*WHAT TO PRODUCE*: Please quote the part of the listing that opens with the line containing "Kindly provide the mask of every instance of the paved" and closes with the last line of the listing, reproducing each line word for word.

====== DATA SHOWN

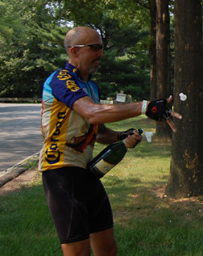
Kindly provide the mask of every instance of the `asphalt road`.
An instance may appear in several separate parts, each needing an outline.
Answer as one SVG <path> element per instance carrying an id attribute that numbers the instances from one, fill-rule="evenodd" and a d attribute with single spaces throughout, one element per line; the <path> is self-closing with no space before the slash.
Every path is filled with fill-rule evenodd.
<path id="1" fill-rule="evenodd" d="M 39 152 L 41 104 L 0 103 L 0 173 Z"/>

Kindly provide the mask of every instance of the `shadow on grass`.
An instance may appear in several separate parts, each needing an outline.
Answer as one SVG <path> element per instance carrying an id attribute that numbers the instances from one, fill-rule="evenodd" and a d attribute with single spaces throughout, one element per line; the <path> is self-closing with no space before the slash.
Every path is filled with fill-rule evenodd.
<path id="1" fill-rule="evenodd" d="M 105 183 L 119 255 L 203 255 L 203 196 L 158 197 L 163 182 L 143 184 L 110 177 Z"/>

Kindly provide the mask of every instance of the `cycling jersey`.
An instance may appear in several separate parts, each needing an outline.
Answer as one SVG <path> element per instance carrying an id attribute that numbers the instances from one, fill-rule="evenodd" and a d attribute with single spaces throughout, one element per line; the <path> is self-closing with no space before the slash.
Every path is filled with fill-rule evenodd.
<path id="1" fill-rule="evenodd" d="M 85 96 L 99 103 L 98 87 L 91 76 L 87 82 L 83 81 L 77 68 L 69 63 L 45 81 L 39 170 L 63 166 L 86 168 L 92 159 L 97 125 L 90 124 L 72 108 L 76 100 Z"/>

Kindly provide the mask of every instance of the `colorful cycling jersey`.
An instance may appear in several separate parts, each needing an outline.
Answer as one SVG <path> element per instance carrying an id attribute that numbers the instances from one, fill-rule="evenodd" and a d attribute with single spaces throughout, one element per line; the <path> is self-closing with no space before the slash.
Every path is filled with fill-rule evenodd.
<path id="1" fill-rule="evenodd" d="M 97 86 L 90 77 L 88 82 L 80 78 L 77 68 L 69 63 L 45 81 L 41 119 L 44 146 L 39 170 L 63 166 L 86 168 L 92 159 L 97 125 L 72 109 L 74 102 L 85 96 L 99 103 Z"/>

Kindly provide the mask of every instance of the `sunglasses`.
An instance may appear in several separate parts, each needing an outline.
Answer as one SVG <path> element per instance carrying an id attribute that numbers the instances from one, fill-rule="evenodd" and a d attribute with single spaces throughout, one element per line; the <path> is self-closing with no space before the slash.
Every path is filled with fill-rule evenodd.
<path id="1" fill-rule="evenodd" d="M 81 47 L 86 47 L 86 46 L 90 47 L 94 51 L 98 51 L 98 50 L 103 49 L 104 48 L 104 45 L 101 45 L 101 44 L 78 44 L 78 45 L 68 46 L 68 48 L 72 48 L 72 47 L 81 48 Z"/>

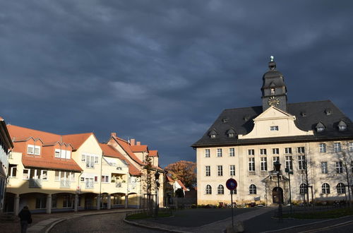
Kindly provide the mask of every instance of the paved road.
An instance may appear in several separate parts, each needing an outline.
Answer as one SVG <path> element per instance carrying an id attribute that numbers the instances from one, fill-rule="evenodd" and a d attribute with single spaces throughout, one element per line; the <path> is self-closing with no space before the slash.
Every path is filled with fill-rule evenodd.
<path id="1" fill-rule="evenodd" d="M 114 213 L 73 218 L 59 223 L 50 232 L 161 232 L 126 224 L 123 222 L 124 217 L 125 213 Z"/>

============

*TASK RESULT*:
Kindly provide the mask of every instance of the paved road.
An instance may appear in several separate parts, each needing an outline.
Answer as one SVG <path> element per instance carrying an id attribute that numbers the instances from one, fill-rule="evenodd" and a d attribute with single spaces throughout, one element per line; the <path> is self-closing with no space before the slash.
Every path is filled with fill-rule evenodd.
<path id="1" fill-rule="evenodd" d="M 114 213 L 73 218 L 59 223 L 50 232 L 161 232 L 126 224 L 123 222 L 124 217 L 125 213 Z"/>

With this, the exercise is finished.